WRITTEN INSTRUCTION A
Check each statement against the blog excerpt. For each, answer yes or no and quote the exact words from the excerpt that decide it. (i) The conference is held at Talbot Campus, Bournemouth University. (ii) Yoko Ono answers readers' questions in videos on her website. (iii) The writer says reflexive writing is more like a diary.
WRITTEN INSTRUCTION B
Rewrite the stretch of the records from the line containing "Expected behaviour: for every instance of the chair" through the end of the records, changing "chair leg" to "chair support" and keeping everything else the same.

PAGE EXCERPT
Thursday, 17 December 2009

Call for Abstracts: Bournemouth Qualitative Conference

8th International Qualitative
Research Conference

6 – 8 September 2010

Talbot Campus
Bournemouth University

Call for Abstracts

http://www.bournemouth.ac.uk/hsc/international-qualitative-research-conference-2010.html

Including:

Performative Social Science

http://www.bournemouth.ac.uk/hsc/international-qualitative-research-science.html

PERFORM, INVOLVE, PARTICIPATE

Saturday, 12 December 2009

Sometimes I feel like Susan Boyle...

Jeffrey is using his blog and autoethnography to navigate his PhD at Lancaster. He often asks me short, concise 'just the facts, ma'm' kinds of questions on the blog or in response to my postings.

I feel like Susan Boyle. She is answering questions such as 'What's your favorite meal? What's your favorite show tune?" in videos on her website. Yoko Ono answers 10-15 questions from 'readers' a week on Twitter. The era of the fast and furious, no-nonsense reply is upon us.

Jeffrey asks (Do you like that use of the newspaper-style breezy present tense?):
  • Kip, I think you hit on the reason why autoethnography may be so contentious a method! From this vantage, how would you define this (especially for those who find it easy to confuse the two)?
'My personal story is simply one of the raw materials used to produce my product. What I construct stands alone for what it is (a story, a painting, an A/V production), but comes to life when it engages with the response that it instils in the reader/viewer/audience, “… those wonderful people out there in the dark!”' Rough talk and chocolate brownies

In the best autoethnography, I am always a minor character and/or a conduit to a time, place and other people. I become fictional through writing. I am the sorcerer who reminds the audience of themselves.

Reflexive writing is more like a diary; private thoughts that perhaps I share, perhaps I do not. They remind me of myself. I get to be Proust in private.

To do good research, it is myself that often that I need to get out of the way, so writing about my self may help me accomplish this.

A 'personal journey' PhD is often boring and usually takes about twice as much time anyway. If you already know the subject of your research, what is the point of investigating it?

Hubris is one of the best Greek words.

[Your supervisors should be discussing all of this with you. You can say I said so!]

Thursday, 26 November 2009

... a roving and disconnected type of writing ...

TASK MATERIAL

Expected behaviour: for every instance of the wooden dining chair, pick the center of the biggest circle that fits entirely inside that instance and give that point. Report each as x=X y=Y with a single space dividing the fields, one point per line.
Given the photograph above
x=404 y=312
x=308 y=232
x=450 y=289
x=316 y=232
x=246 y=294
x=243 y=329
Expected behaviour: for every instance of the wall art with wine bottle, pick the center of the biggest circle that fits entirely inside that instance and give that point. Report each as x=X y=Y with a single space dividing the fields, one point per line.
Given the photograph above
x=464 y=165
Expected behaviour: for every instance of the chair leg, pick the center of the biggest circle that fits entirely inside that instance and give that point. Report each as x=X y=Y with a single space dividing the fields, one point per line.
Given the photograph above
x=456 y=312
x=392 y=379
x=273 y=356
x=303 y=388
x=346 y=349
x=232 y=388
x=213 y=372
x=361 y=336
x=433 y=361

CORRECT OUTPUT A
(i) Yes: "Talbot Campus" / "Bournemouth University"
(ii) No: "Yoko Ono answers 10-15 questions from 'readers' a week on Twitter."
(iii) Yes: "Reflexive writing is more like a diary"

CORRECT OUTPUT B
Expected behaviour: for every instance of the chair support, pick the center of the biggest circle that fits entirely inside that instance and give that point. Report each as x=X y=Y with a single space dividing the fields, one point per line.
Given the photograph above
x=456 y=312
x=392 y=379
x=273 y=356
x=303 y=388
x=346 y=349
x=232 y=388
x=213 y=372
x=361 y=336
x=433 y=361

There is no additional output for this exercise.